__What is needed__.
Pull out each line of the records below that contains the string "shorts". Matching is case-sensitive.

** START Task data **

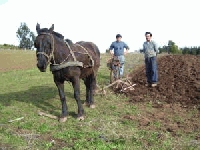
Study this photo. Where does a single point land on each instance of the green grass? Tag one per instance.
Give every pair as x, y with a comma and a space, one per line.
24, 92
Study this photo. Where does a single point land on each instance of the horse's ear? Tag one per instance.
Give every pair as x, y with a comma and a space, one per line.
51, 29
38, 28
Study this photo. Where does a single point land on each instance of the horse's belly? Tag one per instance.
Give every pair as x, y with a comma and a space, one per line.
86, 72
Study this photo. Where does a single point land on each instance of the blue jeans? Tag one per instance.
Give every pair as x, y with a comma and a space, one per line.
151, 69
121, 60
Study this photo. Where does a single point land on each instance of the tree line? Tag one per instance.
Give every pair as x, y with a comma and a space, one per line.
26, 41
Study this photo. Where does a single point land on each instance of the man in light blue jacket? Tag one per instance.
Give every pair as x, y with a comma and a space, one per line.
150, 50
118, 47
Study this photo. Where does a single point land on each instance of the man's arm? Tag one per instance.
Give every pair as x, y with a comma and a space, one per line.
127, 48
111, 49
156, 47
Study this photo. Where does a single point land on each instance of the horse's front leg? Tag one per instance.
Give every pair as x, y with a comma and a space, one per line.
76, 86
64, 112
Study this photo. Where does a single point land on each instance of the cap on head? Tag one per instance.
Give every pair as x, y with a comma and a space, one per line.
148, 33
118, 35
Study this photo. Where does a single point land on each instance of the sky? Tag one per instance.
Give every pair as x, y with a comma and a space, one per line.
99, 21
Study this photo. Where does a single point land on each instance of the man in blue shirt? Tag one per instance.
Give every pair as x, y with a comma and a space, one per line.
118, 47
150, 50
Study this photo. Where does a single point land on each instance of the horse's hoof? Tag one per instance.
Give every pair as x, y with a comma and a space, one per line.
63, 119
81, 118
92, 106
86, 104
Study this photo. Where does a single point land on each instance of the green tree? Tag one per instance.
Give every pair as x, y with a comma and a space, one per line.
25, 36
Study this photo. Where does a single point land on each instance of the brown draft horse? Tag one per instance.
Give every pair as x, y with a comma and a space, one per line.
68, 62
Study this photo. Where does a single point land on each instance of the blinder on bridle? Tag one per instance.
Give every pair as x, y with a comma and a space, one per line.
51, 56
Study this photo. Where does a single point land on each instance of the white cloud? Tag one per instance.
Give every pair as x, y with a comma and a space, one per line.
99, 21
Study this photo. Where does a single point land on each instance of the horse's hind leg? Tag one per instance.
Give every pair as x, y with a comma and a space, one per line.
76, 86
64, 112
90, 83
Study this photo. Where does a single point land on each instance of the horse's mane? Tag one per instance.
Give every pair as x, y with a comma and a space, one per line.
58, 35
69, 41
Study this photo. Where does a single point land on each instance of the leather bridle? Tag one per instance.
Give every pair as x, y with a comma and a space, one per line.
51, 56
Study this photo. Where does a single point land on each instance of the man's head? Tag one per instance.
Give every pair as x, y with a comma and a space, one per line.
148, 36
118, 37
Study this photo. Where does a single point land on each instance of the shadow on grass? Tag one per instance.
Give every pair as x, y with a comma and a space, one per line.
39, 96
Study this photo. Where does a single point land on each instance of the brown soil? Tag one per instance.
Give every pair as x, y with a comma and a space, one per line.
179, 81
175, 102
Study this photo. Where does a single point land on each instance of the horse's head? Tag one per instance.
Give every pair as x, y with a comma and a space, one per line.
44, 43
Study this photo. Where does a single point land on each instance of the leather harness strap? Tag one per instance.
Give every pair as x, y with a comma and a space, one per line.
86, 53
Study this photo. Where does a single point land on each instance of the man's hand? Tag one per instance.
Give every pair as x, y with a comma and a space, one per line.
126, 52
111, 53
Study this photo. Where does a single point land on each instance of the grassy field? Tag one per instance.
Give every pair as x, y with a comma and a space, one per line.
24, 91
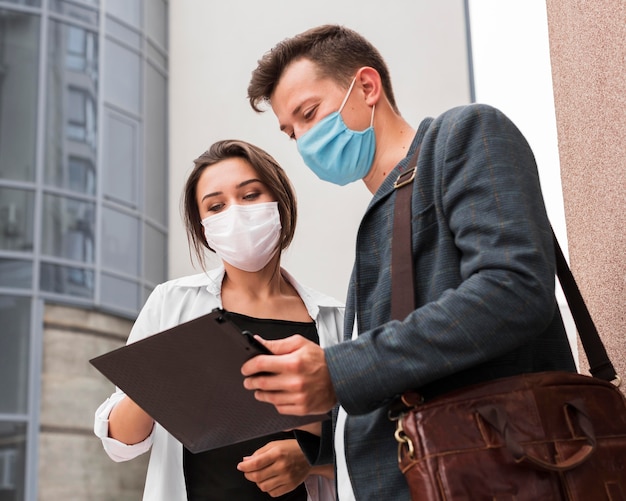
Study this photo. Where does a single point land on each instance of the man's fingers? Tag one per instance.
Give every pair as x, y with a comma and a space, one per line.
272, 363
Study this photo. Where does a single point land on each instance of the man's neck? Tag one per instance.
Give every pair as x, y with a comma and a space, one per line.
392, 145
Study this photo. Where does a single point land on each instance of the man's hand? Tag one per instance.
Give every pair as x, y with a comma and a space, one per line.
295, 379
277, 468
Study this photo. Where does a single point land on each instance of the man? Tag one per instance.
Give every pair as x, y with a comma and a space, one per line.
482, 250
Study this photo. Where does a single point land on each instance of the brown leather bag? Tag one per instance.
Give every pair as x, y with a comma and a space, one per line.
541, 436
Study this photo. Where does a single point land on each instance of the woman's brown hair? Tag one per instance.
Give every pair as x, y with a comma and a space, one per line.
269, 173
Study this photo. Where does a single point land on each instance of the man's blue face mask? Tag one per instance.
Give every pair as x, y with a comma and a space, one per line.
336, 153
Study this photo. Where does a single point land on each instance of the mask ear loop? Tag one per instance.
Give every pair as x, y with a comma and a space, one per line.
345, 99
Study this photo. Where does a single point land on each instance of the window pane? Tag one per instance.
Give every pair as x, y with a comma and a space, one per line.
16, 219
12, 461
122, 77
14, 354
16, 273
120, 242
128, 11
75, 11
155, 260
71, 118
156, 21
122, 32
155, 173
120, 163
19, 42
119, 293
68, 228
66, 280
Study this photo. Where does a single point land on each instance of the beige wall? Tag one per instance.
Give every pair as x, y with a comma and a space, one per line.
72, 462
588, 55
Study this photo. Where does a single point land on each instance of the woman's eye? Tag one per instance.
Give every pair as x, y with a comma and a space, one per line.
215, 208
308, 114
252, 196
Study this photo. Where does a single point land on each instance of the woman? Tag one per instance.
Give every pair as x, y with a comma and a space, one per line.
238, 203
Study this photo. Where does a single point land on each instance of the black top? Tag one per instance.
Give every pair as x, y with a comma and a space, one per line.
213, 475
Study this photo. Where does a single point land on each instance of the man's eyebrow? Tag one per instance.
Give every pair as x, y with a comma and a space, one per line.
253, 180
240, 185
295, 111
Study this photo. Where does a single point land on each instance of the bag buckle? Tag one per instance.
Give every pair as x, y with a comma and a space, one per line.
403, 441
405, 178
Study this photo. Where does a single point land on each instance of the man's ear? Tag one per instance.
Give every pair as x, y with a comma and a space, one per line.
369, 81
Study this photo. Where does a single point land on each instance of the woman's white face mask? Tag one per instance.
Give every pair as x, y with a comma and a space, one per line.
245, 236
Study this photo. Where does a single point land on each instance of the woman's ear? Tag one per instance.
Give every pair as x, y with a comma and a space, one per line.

** END Task data **
** START Task data **

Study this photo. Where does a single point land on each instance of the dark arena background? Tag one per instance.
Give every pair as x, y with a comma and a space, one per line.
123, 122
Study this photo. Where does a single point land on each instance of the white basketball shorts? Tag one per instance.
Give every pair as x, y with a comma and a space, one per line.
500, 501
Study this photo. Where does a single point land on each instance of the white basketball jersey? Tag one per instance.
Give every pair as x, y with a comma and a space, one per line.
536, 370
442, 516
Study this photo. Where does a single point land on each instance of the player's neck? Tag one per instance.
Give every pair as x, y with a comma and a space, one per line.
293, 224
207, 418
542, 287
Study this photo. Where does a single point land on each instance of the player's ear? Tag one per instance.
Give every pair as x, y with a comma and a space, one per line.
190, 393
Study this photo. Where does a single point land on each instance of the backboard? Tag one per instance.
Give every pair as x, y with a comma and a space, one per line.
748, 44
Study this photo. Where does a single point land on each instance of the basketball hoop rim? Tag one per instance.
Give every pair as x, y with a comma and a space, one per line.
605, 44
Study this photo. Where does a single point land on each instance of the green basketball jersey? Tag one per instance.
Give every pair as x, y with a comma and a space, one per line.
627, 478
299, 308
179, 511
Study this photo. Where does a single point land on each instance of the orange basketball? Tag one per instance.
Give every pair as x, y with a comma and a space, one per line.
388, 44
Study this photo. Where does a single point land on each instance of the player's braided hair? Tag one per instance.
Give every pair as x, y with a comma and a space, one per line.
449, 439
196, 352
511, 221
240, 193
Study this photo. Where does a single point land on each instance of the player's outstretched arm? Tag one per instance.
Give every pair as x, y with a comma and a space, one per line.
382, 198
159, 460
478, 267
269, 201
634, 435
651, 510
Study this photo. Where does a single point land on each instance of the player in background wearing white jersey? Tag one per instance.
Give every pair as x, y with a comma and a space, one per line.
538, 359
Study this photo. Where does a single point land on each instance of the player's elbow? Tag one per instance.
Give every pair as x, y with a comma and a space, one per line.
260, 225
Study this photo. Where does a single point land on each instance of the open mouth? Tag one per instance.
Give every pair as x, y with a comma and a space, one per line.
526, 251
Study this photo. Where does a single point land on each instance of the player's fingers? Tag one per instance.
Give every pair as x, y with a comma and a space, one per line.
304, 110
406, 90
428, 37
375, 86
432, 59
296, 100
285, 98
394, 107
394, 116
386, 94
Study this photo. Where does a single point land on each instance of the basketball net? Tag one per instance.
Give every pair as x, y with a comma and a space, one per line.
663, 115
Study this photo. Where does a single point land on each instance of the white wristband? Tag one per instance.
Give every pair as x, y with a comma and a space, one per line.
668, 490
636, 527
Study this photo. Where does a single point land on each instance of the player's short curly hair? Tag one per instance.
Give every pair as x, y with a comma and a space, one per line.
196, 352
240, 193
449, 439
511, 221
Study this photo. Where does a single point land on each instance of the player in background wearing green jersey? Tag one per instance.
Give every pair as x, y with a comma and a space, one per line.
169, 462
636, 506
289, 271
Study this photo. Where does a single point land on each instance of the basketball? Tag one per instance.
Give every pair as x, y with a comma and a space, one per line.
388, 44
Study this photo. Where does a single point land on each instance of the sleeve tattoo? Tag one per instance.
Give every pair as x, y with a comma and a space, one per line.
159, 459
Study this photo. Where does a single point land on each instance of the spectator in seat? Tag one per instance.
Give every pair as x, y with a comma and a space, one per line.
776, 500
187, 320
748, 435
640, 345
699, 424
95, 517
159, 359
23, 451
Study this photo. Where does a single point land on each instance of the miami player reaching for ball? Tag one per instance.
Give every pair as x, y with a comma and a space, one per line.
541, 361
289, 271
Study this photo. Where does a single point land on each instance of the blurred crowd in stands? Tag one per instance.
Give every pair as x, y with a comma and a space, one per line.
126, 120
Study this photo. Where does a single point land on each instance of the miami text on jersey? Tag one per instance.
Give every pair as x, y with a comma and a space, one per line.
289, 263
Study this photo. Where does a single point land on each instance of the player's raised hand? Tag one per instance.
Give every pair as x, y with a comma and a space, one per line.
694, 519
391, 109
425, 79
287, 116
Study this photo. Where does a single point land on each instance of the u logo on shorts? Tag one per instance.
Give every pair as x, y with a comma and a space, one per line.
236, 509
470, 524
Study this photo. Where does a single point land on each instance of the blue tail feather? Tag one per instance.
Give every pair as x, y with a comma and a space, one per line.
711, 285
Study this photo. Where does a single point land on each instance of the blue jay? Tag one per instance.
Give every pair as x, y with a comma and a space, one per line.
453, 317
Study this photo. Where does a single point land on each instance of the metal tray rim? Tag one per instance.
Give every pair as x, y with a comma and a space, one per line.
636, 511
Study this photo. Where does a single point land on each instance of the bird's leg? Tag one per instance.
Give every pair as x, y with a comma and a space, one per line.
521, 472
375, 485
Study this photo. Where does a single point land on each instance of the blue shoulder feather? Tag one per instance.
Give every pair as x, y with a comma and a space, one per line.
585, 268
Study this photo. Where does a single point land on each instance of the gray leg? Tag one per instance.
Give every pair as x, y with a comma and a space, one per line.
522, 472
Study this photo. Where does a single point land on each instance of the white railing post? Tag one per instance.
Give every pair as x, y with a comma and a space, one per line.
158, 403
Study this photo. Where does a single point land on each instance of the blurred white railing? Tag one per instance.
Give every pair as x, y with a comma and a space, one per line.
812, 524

** END Task data **

__Output__.
Study this photo. Where does a single point land on each instance of the white basketball shorts? Tag one per instance.
Study this photo. Where does a single point land on each instance of the u logo on shorts? Tag one per instance.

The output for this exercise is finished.